Convert the listing, from the line containing "Excuse me, can you point out where the ground" through the line containing "[400,275,441,295]", into a Markdown table with the columns Number and Line, one row per line. Omit blank lines and leave out the pictures.

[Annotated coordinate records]
==================================================
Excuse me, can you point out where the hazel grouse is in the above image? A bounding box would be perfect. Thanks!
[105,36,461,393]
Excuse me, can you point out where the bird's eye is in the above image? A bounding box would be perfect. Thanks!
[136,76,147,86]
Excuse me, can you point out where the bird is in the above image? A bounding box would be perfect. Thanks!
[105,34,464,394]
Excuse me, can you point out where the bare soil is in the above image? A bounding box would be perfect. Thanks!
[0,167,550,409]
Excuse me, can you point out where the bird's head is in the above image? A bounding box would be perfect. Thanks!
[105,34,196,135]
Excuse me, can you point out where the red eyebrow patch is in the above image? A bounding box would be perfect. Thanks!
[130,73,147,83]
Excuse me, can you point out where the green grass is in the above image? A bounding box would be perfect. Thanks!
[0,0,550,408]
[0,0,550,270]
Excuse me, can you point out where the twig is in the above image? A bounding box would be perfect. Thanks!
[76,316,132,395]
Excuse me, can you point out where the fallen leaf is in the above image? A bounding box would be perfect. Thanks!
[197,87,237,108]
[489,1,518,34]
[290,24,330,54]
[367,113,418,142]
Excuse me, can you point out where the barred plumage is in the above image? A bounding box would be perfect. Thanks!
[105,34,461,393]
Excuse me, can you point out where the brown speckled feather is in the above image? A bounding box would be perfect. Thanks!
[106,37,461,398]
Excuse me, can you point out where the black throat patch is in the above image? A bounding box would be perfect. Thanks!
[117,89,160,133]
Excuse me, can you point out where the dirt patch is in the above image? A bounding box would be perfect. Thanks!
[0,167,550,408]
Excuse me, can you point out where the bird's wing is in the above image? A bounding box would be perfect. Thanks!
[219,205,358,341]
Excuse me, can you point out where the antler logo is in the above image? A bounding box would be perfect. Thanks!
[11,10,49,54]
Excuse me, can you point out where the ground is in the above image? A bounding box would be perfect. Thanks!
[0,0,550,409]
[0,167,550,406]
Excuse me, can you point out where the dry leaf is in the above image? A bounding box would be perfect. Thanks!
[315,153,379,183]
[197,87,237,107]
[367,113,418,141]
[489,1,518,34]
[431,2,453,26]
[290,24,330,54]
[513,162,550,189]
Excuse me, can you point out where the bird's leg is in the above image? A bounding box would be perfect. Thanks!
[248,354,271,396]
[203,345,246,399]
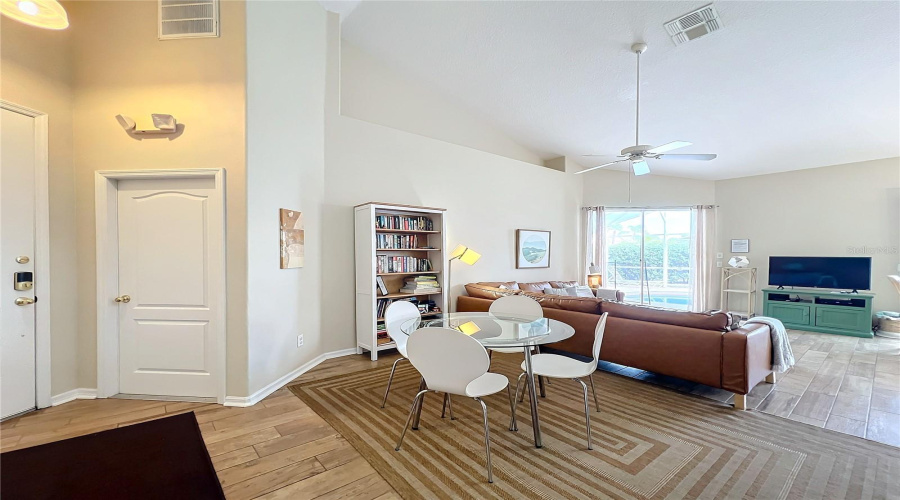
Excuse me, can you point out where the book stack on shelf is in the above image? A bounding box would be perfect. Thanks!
[375,215,434,231]
[354,202,448,360]
[375,255,432,274]
[400,275,441,295]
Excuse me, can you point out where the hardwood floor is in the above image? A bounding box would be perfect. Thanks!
[0,331,900,500]
[600,330,900,446]
[0,384,399,500]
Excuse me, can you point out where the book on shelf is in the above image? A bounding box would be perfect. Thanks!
[375,255,433,274]
[400,276,441,293]
[375,214,434,231]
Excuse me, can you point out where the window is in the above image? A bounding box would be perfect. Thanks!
[604,208,694,311]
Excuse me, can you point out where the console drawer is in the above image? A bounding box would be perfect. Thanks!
[767,302,809,325]
[816,306,872,330]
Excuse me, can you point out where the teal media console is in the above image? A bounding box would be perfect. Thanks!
[763,288,875,339]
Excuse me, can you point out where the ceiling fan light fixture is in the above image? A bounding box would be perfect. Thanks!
[631,160,650,175]
[0,0,69,30]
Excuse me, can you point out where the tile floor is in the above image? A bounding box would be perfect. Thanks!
[600,330,900,446]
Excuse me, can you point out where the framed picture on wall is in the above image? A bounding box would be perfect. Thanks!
[278,208,306,269]
[516,229,550,269]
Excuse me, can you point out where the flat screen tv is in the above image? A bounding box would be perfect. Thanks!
[769,257,872,290]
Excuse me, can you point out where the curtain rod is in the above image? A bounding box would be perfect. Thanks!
[581,205,719,210]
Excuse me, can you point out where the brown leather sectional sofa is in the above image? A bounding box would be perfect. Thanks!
[456,281,775,409]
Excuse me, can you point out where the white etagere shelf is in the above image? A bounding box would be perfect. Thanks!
[354,202,447,361]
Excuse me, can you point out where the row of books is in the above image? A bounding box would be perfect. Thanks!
[375,255,432,273]
[375,215,434,231]
[400,275,441,293]
[375,234,428,250]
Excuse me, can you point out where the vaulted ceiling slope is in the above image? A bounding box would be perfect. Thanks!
[342,1,900,179]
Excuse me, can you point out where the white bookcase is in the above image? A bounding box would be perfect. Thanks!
[354,202,449,361]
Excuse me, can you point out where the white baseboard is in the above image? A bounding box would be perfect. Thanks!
[50,387,97,406]
[225,347,356,407]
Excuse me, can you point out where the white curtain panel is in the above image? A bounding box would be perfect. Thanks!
[691,205,717,312]
[581,207,606,283]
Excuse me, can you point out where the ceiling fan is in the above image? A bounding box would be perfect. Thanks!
[575,43,716,175]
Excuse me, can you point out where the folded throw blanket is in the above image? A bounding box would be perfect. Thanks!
[744,316,794,373]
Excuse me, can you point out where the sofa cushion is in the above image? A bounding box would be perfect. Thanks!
[476,281,519,290]
[466,283,522,300]
[563,285,595,297]
[522,292,602,314]
[601,301,729,332]
[519,281,553,293]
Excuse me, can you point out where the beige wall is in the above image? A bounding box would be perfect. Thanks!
[247,2,326,394]
[320,17,582,351]
[340,40,543,165]
[67,1,247,395]
[0,17,78,394]
[580,169,716,207]
[716,158,900,314]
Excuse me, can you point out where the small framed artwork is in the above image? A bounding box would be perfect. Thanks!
[279,208,305,269]
[516,229,550,269]
[731,240,750,253]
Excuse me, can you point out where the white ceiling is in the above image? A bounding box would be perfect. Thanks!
[342,1,900,179]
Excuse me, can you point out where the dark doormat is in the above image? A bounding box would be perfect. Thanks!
[0,412,225,500]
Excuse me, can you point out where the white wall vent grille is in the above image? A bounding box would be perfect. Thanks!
[159,0,219,40]
[665,4,722,45]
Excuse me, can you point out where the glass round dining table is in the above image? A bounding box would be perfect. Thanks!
[400,312,575,448]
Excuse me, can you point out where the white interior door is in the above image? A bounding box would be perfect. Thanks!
[0,109,36,417]
[117,178,225,397]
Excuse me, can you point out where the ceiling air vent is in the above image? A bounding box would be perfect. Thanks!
[666,4,722,45]
[159,0,219,40]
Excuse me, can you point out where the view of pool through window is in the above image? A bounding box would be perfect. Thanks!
[603,208,693,311]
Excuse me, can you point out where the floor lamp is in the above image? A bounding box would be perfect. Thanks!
[447,245,481,312]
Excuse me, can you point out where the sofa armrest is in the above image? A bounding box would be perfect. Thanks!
[722,324,772,394]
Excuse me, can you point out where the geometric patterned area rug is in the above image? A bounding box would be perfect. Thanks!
[290,354,900,500]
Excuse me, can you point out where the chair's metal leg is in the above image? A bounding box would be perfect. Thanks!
[394,389,428,451]
[506,384,521,431]
[441,392,456,420]
[516,372,528,403]
[381,357,406,408]
[412,377,428,431]
[572,378,594,450]
[525,349,544,448]
[475,398,494,483]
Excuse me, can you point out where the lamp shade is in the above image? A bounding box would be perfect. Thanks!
[0,0,69,30]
==================================================
→ **TASK OUTPUT**
| Number | Line |
|---|---|
| 1 | Excuse me, can you point out where the ground is in the above image? A bounding box would be perfect. Thanks! |
| 2 | [0,0,550,409] |
| 3 | [0,167,550,406] |
| 4 | Excuse me, can you point out where the dry leaf is in the above image? A bounding box would be perfect. Thanks! |
| 5 | [315,153,379,183] |
| 6 | [197,87,237,107] |
| 7 | [367,113,418,141] |
| 8 | [489,1,518,34] |
| 9 | [431,2,453,26] |
| 10 | [290,24,330,54] |
| 11 | [513,162,550,189] |
| 12 | Excuse me, can you point out where the bird's leg is in the above image? A bounding box would be perfect. Thanks! |
| 13 | [248,354,271,396] |
| 14 | [203,345,246,399] |
| 15 | Excuse me, can you point out where the book stack on shelf is in the above image? A bounding box would be perfect. Thanks! |
| 16 | [375,215,434,231] |
| 17 | [354,202,448,360] |
| 18 | [375,255,432,274] |
| 19 | [400,275,441,295] |